[[ Document excerpt open ]]

Pierre Amédée Emilien Probe Jaubert (3 June 1779 – 28 January 1847) was a French diplomat, academic, orientalist, translator, politician, and traveler. He was Napoleon's "favourite orientalist adviser and dragoman".

==Biography==
Born in Aix-en-Provence, Jaubert was one of the most distinguished pupils of Silvestre de Sacy, whose funeral Discours he gave in 1838. Jaubert acted as interpreter to Napoleon Bonaparte during the Egyptian Campaign of 1798–1799, in which he was a member of the Egyptian Institute of Sciences and Arts.

On his return to Paris he held various posts in the government. In 1802 he accompanied Horace Sébastiani de La Porta on his Eastern mission, and in 1804 he was present in the Ottoman Empire, assisting Sébastiani in Istanbul.

In 1805, he was dispatched to Qajar Persia in the "Jaubert Mission", to arrange an alliance with Shah Fat′h Ali, but on the way there he was seized and imprisoned in a dry cistern for four months by the Pasha of Doğubeyazıt. Jaubert was allowed to go after the pasha died; he successfully accomplished his mission, and rejoined Napoleon in the Duchy of Warsaw (1807). Amédée Jaubert was at Finckenstein Palace for the negotiation of the Treaty of Finckenstein which formulised the Franco-Persian alliance on 27 April 1807. In 1809 he became correspondent of the Royal Institute of the Netherlands.

On the eve of Napoleon's downfall, he was appointed chargé d'affaires at Constantinople.

The Bourbon Restoration ended his diplomatic career, but in 1818 he undertook a journey with government aid to Tibet, from whence he succeeded in introducing into France 400 Kashmir goats. Jaubert spent the rest of his life in study, in writing and in teaching. He became professor of Persian in the Collège de France, and director of the École des langues orientales, and in 1830 was elected member of the Académie des Inscriptions. In 1841 he was made a Peer of France and member of the Conseil d'État. He died in Paris.

Besides articles in the Journal asiatique, he published Voyage en Arménie et en Perse (1821; the edition of 1860 has a notice of Jaubert, by M. Sdillot) and Elements de la grammaire turque (1823–1834).

[[ Document excerpt closed ]]

• Aim of the task: According to the Jaubert biography, how long was he imprisoned in a dry cistern by the Pasha of Doğubeyazıt? The lines that come next are separate from the Jaubert biography.

[[ Record excerpts open ]]

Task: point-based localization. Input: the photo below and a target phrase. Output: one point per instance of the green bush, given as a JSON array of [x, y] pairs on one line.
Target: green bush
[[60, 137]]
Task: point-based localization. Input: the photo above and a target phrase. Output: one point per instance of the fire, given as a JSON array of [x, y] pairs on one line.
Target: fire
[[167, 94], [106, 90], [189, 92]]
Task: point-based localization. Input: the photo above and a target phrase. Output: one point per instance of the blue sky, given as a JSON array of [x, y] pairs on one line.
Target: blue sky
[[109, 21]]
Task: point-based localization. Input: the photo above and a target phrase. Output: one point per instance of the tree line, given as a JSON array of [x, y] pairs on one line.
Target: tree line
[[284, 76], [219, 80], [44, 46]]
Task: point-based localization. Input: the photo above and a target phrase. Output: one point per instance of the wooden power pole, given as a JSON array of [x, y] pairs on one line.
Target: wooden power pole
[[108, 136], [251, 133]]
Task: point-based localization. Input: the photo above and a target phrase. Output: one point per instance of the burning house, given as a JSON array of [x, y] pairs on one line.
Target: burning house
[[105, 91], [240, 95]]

[[ Record excerpts closed ]]

• Solution to this exercise: Four months.